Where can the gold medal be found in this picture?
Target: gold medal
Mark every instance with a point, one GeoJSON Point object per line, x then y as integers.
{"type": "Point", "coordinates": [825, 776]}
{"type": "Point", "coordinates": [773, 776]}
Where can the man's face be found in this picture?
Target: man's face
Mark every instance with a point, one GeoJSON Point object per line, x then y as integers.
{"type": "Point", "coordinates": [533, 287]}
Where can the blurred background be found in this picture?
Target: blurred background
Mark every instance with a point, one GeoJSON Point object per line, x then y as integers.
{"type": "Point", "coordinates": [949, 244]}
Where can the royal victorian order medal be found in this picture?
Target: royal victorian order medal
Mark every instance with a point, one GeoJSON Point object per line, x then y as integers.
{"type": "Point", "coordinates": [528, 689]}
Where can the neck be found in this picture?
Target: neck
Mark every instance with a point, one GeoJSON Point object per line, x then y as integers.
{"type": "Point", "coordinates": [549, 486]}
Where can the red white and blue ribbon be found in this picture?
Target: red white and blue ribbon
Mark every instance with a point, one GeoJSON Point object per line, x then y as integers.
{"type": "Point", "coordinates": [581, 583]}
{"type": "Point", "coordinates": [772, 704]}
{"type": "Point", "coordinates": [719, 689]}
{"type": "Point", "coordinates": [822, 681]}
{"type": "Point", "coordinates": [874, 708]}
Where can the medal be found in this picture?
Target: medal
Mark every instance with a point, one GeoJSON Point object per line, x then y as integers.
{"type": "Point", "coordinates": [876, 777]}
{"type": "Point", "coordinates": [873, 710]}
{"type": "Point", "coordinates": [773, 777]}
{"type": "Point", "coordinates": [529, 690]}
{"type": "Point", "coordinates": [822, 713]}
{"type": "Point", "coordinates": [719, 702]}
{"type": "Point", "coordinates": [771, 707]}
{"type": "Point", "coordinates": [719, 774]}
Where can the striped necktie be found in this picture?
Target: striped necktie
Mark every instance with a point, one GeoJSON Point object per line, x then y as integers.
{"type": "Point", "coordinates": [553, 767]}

═══

## WHAT IS NEEDED:
Starting with the line that contains "Where can the medal be found in this picture?" and continuing through the end of the material, reproduce every line, requests included, adding 76 to each point coordinate in the answers.

## EXERCISE ANSWER:
Where can the medal be found in this picture?
Target: medal
Mark every instance with a point, one GeoJSON Point object per line, x then y as integers.
{"type": "Point", "coordinates": [952, 853]}
{"type": "Point", "coordinates": [949, 786]}
{"type": "Point", "coordinates": [849, 853]}
{"type": "Point", "coordinates": [605, 766]}
{"type": "Point", "coordinates": [898, 789]}
{"type": "Point", "coordinates": [795, 778]}
{"type": "Point", "coordinates": [847, 783]}
{"type": "Point", "coordinates": [795, 850]}
Where can the striped necktie be found in this picture?
Target: striped necktie
Mark every instance with a point, one GeoJSON Point object per line, x then y as integers.
{"type": "Point", "coordinates": [629, 843]}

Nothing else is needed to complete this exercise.